# Texte de la page
▬▬▬▬▬▬▬▬▬▬
Pénurie du médicament -

Par / 2 octobre 2018

Contribution du groupe CRCE au rapport de la Mission d’information sur la pénurie de médicaments et de vaccins.

Alors que les pénuries de médicaments et de vaccins se développent de plus en plus en France comme dans les autres pays européens, la création de la mission d’information à l’initiative du groupe « Les Indépendants » a permis de mener de nombreuses auditions afin d’établir les causes de ces carences et de proposer quelques pistes pour y remédier.

Nous tenons à saluer l’ampleur du travail conduit par le rapporteur de la mission d’information et remercier l’ensemble des personnes auditionnées pour la qualité de leurs réflexions sur les causes et les remèdes à apporter à ces pénuries.

Si nous partageons les constats établis par la mission concernant les pénuries dues aux défaillances des industriels privés, nous regrettons que les préconisations ne remettent pas davantage en cause la logique financière qui prévaut, ne permettant pas de garantir un égal accès aux soins pour toutes et tous.

Le médicament n’est pas un produit industriel comme un autre, c’est un bien commun de l’humanité qui peut soulager, soigner, guérir. Or, les laboratoires pharmaceutiques considèrent la production de médicaments comme la production d’un simple bien marchand, qui se doit d’être rentable. On ne parle pas ici de petites marges de bénéfices nécessaires pour vivre. Le marché mondial du médicament représente un chiffre d’affaire dépassant les 1000 milliards d’euros ! Profits considérables au détriment des besoins de santé des populations. D’autant que les grands laboratoires pharmaceutiques jouent sur tous les tableaux en prélevant, dans tous les pays du monde, les systèmes de prévoyance et les fonds publics comme, en France, celui de la Sécurité sociale.
▬▬▬▬▬▬▬▬▬▬
(Descriptions de régions en langage naturel)
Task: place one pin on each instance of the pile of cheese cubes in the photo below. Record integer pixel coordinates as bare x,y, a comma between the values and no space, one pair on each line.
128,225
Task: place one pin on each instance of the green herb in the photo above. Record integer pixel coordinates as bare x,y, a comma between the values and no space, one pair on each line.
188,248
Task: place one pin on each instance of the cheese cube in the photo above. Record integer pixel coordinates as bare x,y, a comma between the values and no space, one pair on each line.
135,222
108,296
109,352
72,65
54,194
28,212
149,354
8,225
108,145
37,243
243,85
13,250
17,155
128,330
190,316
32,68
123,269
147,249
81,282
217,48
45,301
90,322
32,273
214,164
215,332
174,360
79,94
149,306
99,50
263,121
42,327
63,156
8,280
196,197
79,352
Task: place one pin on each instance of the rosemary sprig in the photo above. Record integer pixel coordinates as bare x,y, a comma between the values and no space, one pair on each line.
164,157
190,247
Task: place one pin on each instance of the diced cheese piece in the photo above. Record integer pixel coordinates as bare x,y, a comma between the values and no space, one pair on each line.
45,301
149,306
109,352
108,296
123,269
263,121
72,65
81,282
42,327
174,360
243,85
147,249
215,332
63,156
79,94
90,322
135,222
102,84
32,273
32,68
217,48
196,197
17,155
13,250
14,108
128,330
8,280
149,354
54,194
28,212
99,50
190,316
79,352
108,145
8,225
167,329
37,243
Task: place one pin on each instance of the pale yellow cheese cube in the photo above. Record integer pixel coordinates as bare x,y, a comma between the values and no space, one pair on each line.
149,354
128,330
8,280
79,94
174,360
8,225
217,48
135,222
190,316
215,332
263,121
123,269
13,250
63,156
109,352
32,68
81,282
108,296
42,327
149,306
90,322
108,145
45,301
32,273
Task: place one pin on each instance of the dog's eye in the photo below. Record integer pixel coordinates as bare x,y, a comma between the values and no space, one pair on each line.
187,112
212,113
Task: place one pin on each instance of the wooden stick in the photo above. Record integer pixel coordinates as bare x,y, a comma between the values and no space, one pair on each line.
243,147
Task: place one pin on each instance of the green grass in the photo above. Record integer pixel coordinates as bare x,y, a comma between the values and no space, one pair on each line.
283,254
▬▬▬▬▬▬▬▬▬▬
# Consigne 1
D’après le texte de la page, à l’initiative de quel groupe la mission d’information a-t-elle été créée ?
# Consigne 2
Relevez, dans le texte de la page, tous les verbes qui indiquent ce que le médicament peut faire.
# Consigne 3
Indiquez si chacune des affirmations suivantes concorde avec le texte de la page, en citant les mots qui permettent de trancher.
(a) Le chiffre d’affaires du marché mondial du médicament dépasse 1000 milliards d’euros.
(b) Les pénuries de médicaments et de vaccins ne touchent que la France.
(c) Le groupe CRCE approuve sans réserve les préconisations de la mission.

# Corrigé 1
À l’initiative du groupe « Les Indépendants ».

# Corrigé 2
soulager, soigner, guérir

# Corrigé 3
(a) Oui : « Le marché mondial du médicament représente un chiffre d’affaire dépassant les 1000 milliards d’euros »
(b) Non : « se développent de plus en plus en France comme dans les autres pays européens »
(c) Non : « nous regrettons que les préconisations ne remettent pas davantage en cause la logique financière qui prévaut »